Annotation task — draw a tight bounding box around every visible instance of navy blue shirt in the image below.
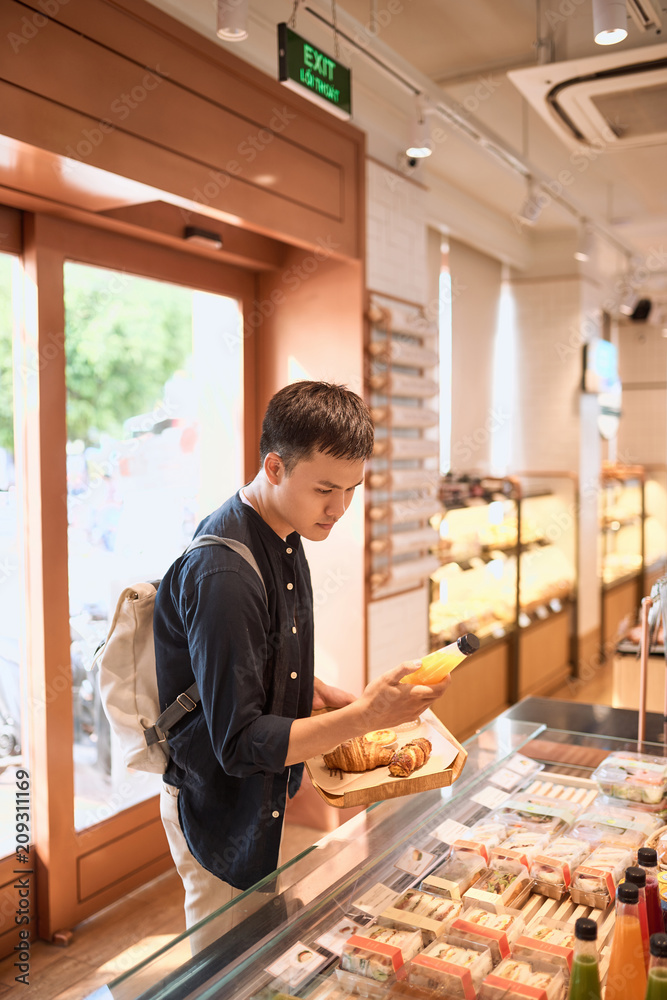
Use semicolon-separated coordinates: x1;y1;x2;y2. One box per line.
154;494;314;889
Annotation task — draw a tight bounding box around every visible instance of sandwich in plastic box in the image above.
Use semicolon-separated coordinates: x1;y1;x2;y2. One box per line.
451;906;526;965
377;889;463;944
512;917;574;974
571;797;662;850
530;836;592;899
419;851;485;899
570;844;634;910
463;861;533;913
452;823;507;863
406;935;493;1000
489;830;549;868
592;750;667;805
340;924;422;982
479;958;565;1000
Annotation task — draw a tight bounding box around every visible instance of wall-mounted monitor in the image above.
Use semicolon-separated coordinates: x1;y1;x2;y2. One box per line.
581;337;619;395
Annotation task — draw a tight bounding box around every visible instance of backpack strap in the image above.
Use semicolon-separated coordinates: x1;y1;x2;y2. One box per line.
144;535;269;747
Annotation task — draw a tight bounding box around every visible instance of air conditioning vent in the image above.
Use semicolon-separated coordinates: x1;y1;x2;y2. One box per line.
508;43;667;150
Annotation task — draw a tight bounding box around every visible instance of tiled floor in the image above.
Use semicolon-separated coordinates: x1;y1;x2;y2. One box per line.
0;661;614;1000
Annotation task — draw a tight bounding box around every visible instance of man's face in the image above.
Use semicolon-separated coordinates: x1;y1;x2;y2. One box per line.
272;451;364;542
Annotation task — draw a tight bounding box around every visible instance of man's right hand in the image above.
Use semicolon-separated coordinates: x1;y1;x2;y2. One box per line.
355;660;450;732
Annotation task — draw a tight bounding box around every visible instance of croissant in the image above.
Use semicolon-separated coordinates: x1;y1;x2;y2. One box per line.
389;738;433;778
324;736;394;771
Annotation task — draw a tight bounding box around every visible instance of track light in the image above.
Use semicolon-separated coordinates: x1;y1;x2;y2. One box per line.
574;222;595;261
216;0;248;42
516;179;542;226
593;0;628;45
405;104;433;159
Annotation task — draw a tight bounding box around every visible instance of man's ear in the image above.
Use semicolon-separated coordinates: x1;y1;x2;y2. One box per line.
264;451;285;486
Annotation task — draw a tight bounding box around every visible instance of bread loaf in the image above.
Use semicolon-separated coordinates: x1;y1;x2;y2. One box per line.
323;736;393;772
389;737;433;778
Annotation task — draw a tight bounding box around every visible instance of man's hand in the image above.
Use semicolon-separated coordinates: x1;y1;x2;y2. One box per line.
352;660;451;731
313;677;354;711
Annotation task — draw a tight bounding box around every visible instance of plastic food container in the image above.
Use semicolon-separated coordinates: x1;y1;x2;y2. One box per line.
420;851;485;899
378;889;463;944
570;844;634;910
406;935;493;1000
340;924;422;982
530;837;592;899
452;906;525;965
463;861;533;913
571;798;662;850
593;750;667;805
492;796;576;837
479;958;565;1000
512;918;574;974
491;830;549;868
452;823;507;864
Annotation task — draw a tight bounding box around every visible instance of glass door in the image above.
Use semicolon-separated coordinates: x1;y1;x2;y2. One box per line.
64;261;243;830
21;216;256;941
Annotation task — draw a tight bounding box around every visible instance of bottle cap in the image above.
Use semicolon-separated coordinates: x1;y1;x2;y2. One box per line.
625;865;646;889
456;632;479;656
637;847;658;868
574;917;600;941
616;882;639;903
649;932;667;958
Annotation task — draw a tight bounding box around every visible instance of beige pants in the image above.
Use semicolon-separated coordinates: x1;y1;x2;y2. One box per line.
160;782;281;955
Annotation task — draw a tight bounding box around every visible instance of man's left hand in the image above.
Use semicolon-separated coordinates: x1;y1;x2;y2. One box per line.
313;677;355;712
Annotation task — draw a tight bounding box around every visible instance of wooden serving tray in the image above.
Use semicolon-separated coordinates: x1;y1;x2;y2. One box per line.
305;709;468;809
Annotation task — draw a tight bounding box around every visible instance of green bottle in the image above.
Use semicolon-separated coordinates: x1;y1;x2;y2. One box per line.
646;934;667;1000
567;917;602;1000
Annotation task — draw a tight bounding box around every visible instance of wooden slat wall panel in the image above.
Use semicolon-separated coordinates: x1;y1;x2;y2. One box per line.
0;0;364;257
77;817;171;903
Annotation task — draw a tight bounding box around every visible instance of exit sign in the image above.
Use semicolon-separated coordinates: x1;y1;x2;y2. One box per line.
278;23;352;118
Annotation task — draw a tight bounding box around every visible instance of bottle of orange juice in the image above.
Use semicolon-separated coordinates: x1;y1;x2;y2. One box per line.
401;632;479;684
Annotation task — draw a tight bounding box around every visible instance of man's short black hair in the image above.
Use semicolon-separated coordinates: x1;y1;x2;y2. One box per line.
259;380;373;474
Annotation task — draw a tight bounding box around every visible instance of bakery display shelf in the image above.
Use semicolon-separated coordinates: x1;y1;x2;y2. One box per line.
98;713;662;1000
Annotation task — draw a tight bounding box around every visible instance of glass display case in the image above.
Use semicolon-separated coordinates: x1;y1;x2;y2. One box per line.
599;464;644;588
94;716;663;1000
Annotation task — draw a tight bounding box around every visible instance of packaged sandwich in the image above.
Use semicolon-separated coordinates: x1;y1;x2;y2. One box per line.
571;797;662;850
512;917;574;974
420;851;485;899
491;796;577;837
479;958;565;1000
451;906;525;965
452;823;507;864
491;830;549;868
378;889;463;944
530;837;592;899
593;750;667;805
406;935;493;1000
340;924;422;982
570;844;633;909
463;861;533;913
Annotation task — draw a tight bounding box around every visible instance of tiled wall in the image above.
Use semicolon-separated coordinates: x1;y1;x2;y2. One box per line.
366;160;428;305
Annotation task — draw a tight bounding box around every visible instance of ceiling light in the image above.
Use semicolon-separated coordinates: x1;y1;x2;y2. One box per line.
216;0;248;42
516;180;542;226
593;0;628;45
405;106;433;159
574;223;595;261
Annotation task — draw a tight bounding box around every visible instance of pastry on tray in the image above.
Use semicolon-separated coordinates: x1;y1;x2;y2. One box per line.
389;737;433;778
323;736;394;773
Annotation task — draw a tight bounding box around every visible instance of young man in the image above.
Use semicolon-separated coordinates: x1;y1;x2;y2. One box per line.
154;382;447;927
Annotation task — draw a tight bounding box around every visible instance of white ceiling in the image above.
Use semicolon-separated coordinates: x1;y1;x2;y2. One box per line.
152;0;667;294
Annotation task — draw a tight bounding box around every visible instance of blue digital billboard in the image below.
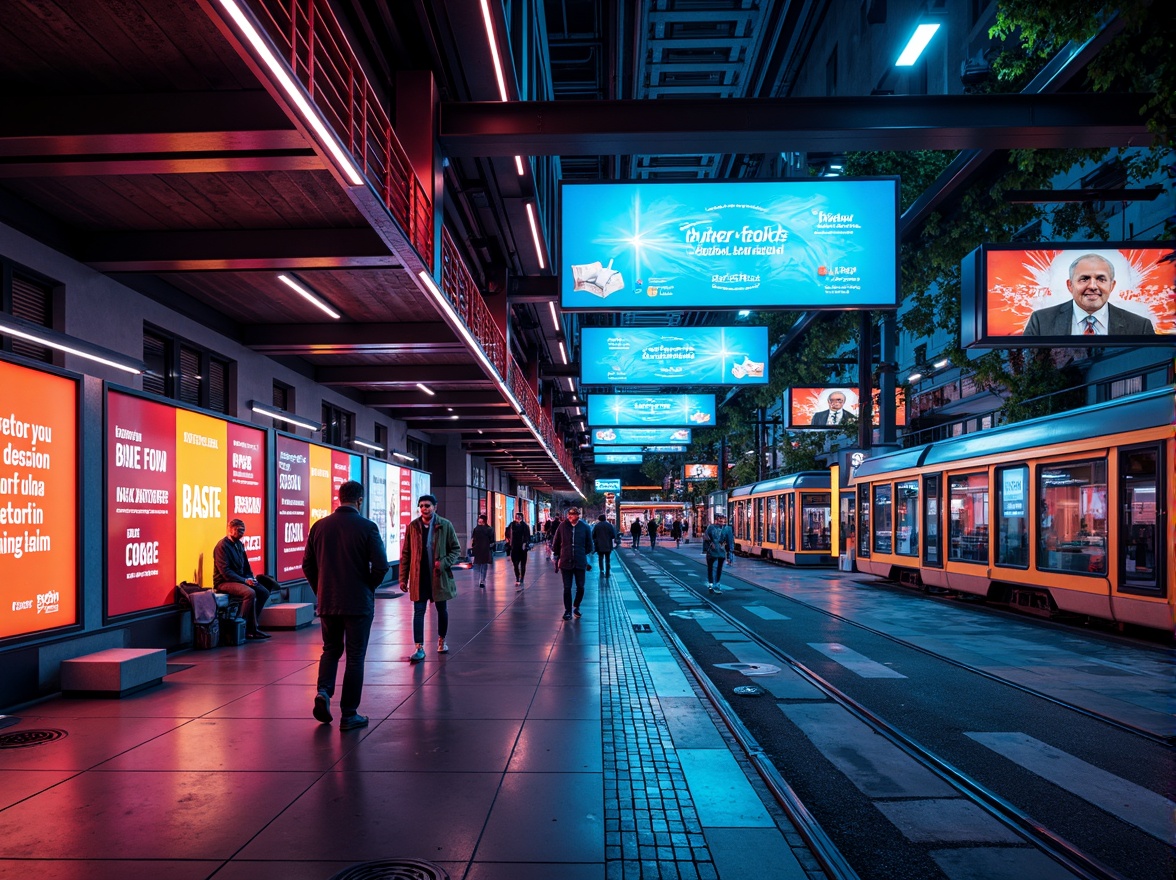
--------
What is required
Locate every line in the records above that contains the word "bottle" and copy each of those lines.

The result
Annotation task — draw a tight bounding box around every visible instance of bottle cap in the image above.
Annotation task — draw a tight bounding box around every visible instance of green bottle in the image above.
Annotation task — draw a tight bounding box around every visible instance of bottle of orange juice in the image above.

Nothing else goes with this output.